* _Stated problem_:
Beginning at the line containing "Target: sign post", output every line to the end of the data below exactly as it appears.

* _Input records_:
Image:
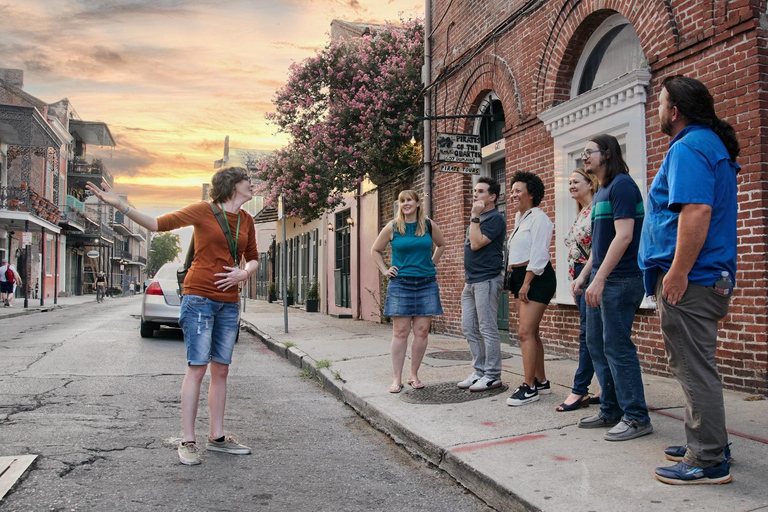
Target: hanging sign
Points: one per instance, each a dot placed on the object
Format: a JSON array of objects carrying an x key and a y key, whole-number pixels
[
  {"x": 460, "y": 168},
  {"x": 459, "y": 148}
]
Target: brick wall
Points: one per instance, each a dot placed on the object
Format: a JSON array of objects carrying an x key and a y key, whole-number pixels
[{"x": 526, "y": 52}]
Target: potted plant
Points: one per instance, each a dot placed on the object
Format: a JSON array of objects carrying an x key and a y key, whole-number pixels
[
  {"x": 313, "y": 299},
  {"x": 289, "y": 294}
]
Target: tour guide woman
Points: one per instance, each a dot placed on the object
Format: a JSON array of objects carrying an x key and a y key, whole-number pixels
[
  {"x": 413, "y": 297},
  {"x": 533, "y": 282},
  {"x": 210, "y": 305}
]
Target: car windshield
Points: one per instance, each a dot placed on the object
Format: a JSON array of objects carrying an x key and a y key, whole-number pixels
[{"x": 167, "y": 271}]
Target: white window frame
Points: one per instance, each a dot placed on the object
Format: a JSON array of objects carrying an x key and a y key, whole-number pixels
[{"x": 616, "y": 108}]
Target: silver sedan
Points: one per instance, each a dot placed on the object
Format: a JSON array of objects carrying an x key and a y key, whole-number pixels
[{"x": 161, "y": 304}]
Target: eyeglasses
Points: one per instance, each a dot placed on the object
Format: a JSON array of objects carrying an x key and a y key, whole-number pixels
[{"x": 587, "y": 152}]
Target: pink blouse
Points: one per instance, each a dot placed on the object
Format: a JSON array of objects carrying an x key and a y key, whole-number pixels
[{"x": 580, "y": 234}]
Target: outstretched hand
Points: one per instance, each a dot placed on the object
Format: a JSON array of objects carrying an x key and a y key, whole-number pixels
[{"x": 106, "y": 195}]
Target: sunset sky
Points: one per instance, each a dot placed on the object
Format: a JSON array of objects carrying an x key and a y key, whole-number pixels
[{"x": 172, "y": 78}]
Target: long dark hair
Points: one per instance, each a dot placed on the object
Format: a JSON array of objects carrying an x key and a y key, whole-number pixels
[
  {"x": 224, "y": 181},
  {"x": 533, "y": 184},
  {"x": 693, "y": 100},
  {"x": 611, "y": 151}
]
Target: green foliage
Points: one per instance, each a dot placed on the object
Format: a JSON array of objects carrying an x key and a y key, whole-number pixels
[{"x": 164, "y": 248}]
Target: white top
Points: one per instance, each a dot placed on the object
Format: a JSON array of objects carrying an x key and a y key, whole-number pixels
[{"x": 530, "y": 240}]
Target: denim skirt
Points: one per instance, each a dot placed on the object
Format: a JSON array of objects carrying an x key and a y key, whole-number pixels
[{"x": 413, "y": 296}]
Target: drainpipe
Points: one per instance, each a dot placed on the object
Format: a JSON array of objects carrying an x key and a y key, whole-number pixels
[{"x": 427, "y": 140}]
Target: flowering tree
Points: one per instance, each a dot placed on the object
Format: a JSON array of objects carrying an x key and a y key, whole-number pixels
[{"x": 350, "y": 113}]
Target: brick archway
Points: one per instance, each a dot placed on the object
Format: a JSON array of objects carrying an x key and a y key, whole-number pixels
[
  {"x": 577, "y": 20},
  {"x": 491, "y": 73}
]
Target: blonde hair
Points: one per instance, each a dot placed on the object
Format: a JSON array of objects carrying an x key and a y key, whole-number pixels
[
  {"x": 421, "y": 218},
  {"x": 593, "y": 184}
]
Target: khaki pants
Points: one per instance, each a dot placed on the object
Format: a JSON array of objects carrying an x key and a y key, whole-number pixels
[{"x": 690, "y": 337}]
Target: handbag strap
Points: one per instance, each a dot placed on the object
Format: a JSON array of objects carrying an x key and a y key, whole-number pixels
[{"x": 232, "y": 242}]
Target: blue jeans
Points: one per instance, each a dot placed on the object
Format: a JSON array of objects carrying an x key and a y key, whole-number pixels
[
  {"x": 479, "y": 308},
  {"x": 210, "y": 329},
  {"x": 614, "y": 355},
  {"x": 584, "y": 373}
]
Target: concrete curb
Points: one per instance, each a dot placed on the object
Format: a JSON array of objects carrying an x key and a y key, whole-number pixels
[{"x": 488, "y": 490}]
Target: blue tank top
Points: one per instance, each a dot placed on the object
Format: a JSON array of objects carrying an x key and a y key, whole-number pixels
[{"x": 412, "y": 255}]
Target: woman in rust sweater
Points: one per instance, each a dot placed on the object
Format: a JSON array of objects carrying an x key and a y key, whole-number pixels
[{"x": 210, "y": 305}]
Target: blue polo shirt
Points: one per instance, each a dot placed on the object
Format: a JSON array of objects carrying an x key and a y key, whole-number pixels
[
  {"x": 696, "y": 170},
  {"x": 621, "y": 199}
]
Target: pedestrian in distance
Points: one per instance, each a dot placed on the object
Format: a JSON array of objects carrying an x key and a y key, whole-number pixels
[
  {"x": 582, "y": 187},
  {"x": 210, "y": 305},
  {"x": 100, "y": 285},
  {"x": 413, "y": 296},
  {"x": 483, "y": 277},
  {"x": 532, "y": 281},
  {"x": 688, "y": 256},
  {"x": 614, "y": 293},
  {"x": 9, "y": 279}
]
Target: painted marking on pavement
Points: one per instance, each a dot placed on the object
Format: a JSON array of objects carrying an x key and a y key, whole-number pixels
[{"x": 480, "y": 446}]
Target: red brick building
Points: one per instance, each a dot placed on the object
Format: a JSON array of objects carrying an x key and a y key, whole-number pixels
[{"x": 555, "y": 73}]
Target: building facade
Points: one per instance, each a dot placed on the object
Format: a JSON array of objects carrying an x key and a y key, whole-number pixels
[{"x": 552, "y": 74}]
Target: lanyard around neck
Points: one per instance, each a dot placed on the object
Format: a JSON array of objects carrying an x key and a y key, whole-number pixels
[{"x": 232, "y": 240}]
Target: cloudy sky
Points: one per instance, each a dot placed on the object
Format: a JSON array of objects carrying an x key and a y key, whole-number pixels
[{"x": 172, "y": 78}]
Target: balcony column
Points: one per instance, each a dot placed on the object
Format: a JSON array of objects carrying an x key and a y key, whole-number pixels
[
  {"x": 56, "y": 271},
  {"x": 43, "y": 243}
]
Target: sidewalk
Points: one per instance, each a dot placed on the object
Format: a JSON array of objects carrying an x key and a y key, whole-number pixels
[
  {"x": 35, "y": 307},
  {"x": 523, "y": 458}
]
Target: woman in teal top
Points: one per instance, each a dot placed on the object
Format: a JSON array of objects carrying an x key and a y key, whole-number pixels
[{"x": 413, "y": 296}]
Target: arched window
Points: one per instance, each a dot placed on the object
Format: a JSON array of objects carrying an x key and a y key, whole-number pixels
[
  {"x": 613, "y": 51},
  {"x": 608, "y": 95},
  {"x": 491, "y": 127}
]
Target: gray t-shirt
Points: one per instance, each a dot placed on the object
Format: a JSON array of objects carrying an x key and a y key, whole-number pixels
[{"x": 486, "y": 262}]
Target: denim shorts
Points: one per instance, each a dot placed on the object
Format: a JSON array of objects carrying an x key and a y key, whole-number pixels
[
  {"x": 210, "y": 329},
  {"x": 413, "y": 296}
]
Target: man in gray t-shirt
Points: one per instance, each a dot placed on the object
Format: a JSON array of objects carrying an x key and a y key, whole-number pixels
[{"x": 483, "y": 275}]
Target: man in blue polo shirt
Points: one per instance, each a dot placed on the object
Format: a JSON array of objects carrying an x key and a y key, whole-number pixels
[{"x": 688, "y": 256}]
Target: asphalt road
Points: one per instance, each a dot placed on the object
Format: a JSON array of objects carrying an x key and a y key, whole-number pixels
[{"x": 100, "y": 406}]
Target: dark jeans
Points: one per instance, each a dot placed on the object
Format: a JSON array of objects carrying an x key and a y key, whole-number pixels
[
  {"x": 614, "y": 355},
  {"x": 583, "y": 377}
]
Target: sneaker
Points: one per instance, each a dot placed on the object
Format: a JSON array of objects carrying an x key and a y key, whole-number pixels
[
  {"x": 542, "y": 387},
  {"x": 189, "y": 454},
  {"x": 485, "y": 383},
  {"x": 628, "y": 429},
  {"x": 523, "y": 395},
  {"x": 473, "y": 377},
  {"x": 228, "y": 445},
  {"x": 596, "y": 421},
  {"x": 677, "y": 453},
  {"x": 683, "y": 474}
]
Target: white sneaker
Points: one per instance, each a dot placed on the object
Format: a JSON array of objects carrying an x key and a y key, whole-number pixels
[
  {"x": 473, "y": 377},
  {"x": 485, "y": 383}
]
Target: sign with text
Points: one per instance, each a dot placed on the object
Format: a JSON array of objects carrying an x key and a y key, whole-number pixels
[
  {"x": 459, "y": 148},
  {"x": 460, "y": 168}
]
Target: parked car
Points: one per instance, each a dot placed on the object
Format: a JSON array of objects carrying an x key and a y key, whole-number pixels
[{"x": 161, "y": 304}]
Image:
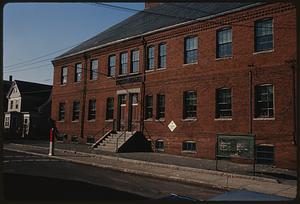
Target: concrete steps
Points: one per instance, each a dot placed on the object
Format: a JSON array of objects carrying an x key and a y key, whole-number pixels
[{"x": 110, "y": 142}]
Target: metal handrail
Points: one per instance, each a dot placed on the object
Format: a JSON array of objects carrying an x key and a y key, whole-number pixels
[
  {"x": 117, "y": 143},
  {"x": 103, "y": 133}
]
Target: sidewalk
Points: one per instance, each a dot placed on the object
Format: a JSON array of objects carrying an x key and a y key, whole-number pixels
[{"x": 182, "y": 169}]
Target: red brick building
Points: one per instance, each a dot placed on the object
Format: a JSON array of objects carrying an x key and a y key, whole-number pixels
[{"x": 209, "y": 67}]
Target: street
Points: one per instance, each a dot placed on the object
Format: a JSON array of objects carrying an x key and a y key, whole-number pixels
[{"x": 66, "y": 180}]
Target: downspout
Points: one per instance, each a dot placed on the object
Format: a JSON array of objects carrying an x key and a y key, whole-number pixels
[
  {"x": 143, "y": 84},
  {"x": 83, "y": 96},
  {"x": 250, "y": 98}
]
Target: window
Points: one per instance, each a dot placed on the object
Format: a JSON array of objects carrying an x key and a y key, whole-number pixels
[
  {"x": 112, "y": 65},
  {"x": 224, "y": 43},
  {"x": 6, "y": 121},
  {"x": 76, "y": 110},
  {"x": 150, "y": 60},
  {"x": 264, "y": 154},
  {"x": 159, "y": 145},
  {"x": 74, "y": 139},
  {"x": 122, "y": 98},
  {"x": 134, "y": 98},
  {"x": 190, "y": 104},
  {"x": 94, "y": 70},
  {"x": 149, "y": 108},
  {"x": 61, "y": 114},
  {"x": 110, "y": 108},
  {"x": 134, "y": 61},
  {"x": 123, "y": 64},
  {"x": 223, "y": 103},
  {"x": 263, "y": 35},
  {"x": 162, "y": 55},
  {"x": 17, "y": 104},
  {"x": 78, "y": 69},
  {"x": 90, "y": 140},
  {"x": 11, "y": 104},
  {"x": 160, "y": 113},
  {"x": 64, "y": 75},
  {"x": 190, "y": 50},
  {"x": 189, "y": 146},
  {"x": 92, "y": 109},
  {"x": 264, "y": 101}
]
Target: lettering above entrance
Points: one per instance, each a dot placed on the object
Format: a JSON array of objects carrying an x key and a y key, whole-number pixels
[{"x": 128, "y": 79}]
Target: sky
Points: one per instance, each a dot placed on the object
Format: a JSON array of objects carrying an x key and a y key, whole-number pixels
[{"x": 34, "y": 30}]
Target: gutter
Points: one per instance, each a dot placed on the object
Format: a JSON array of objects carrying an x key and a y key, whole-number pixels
[{"x": 162, "y": 29}]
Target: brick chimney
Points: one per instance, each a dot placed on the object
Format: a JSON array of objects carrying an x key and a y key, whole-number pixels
[{"x": 151, "y": 4}]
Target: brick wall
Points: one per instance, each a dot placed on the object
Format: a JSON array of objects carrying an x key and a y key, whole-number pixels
[{"x": 205, "y": 77}]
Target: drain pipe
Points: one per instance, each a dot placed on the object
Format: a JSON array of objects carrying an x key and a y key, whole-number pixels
[{"x": 143, "y": 84}]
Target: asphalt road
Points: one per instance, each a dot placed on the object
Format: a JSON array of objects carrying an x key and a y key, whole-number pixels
[{"x": 33, "y": 177}]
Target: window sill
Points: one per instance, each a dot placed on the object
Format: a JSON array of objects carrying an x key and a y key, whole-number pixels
[
  {"x": 265, "y": 51},
  {"x": 263, "y": 118},
  {"x": 160, "y": 120},
  {"x": 133, "y": 73},
  {"x": 189, "y": 119},
  {"x": 192, "y": 63},
  {"x": 220, "y": 119},
  {"x": 188, "y": 151},
  {"x": 223, "y": 58},
  {"x": 109, "y": 120}
]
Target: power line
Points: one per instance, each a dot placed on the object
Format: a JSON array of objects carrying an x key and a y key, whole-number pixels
[
  {"x": 25, "y": 69},
  {"x": 33, "y": 59}
]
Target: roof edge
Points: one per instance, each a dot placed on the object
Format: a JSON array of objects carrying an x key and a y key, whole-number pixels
[{"x": 162, "y": 29}]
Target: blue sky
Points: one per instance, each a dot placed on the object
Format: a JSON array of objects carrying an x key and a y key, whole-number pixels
[{"x": 31, "y": 30}]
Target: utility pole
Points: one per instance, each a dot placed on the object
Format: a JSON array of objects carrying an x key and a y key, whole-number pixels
[
  {"x": 83, "y": 96},
  {"x": 143, "y": 85}
]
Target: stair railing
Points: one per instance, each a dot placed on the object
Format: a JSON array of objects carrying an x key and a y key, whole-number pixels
[{"x": 105, "y": 134}]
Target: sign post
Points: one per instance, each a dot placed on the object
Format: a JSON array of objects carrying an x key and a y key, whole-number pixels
[{"x": 51, "y": 148}]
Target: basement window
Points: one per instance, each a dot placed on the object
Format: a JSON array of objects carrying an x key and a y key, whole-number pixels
[
  {"x": 265, "y": 154},
  {"x": 90, "y": 139},
  {"x": 189, "y": 146},
  {"x": 74, "y": 139},
  {"x": 159, "y": 145}
]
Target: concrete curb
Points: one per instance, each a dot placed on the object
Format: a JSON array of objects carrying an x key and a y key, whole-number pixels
[
  {"x": 170, "y": 178},
  {"x": 182, "y": 168}
]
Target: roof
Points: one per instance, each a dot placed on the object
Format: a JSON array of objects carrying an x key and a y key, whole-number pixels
[
  {"x": 33, "y": 94},
  {"x": 161, "y": 16},
  {"x": 26, "y": 87}
]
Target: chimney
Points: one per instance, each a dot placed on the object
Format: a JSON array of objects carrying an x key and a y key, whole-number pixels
[{"x": 151, "y": 4}]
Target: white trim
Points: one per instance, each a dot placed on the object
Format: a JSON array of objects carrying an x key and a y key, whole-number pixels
[{"x": 164, "y": 28}]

* _Complete answer_:
Target: sign post
Points: one per instance, each a dot placed on the object
Format: a JSON array of objects carrying an x key and a y key, whole-number pixels
[{"x": 51, "y": 148}]
Target: basement window
Points: one per instance, each a dot placed on the object
Format: a JSON array of objects carrying an x key and a y key, whole-number pixels
[
  {"x": 265, "y": 154},
  {"x": 90, "y": 139},
  {"x": 189, "y": 146},
  {"x": 74, "y": 139},
  {"x": 159, "y": 145}
]
Target: concrete curb
Points: one per instance, each a dot placed on the object
Format: a JSON array of objects carrying an x key and a y key, whole-number pixels
[
  {"x": 170, "y": 178},
  {"x": 182, "y": 168}
]
Target: roof
Points: one per instance, each a dot placed on the object
Format: a JSON array of objects carrying an x key and a y key, whole-number pixels
[
  {"x": 33, "y": 94},
  {"x": 161, "y": 16},
  {"x": 26, "y": 87}
]
Target: chimney
Points: one per instance, each a dot placed on the object
Format: a JSON array of objects carrying an x key and a y key, whole-number pixels
[{"x": 151, "y": 4}]
Target: white trim
Points: one per instance, each a dot placed on the object
Format: a JSON array of objects carrying an x key and a y key, whole-number pixels
[{"x": 164, "y": 28}]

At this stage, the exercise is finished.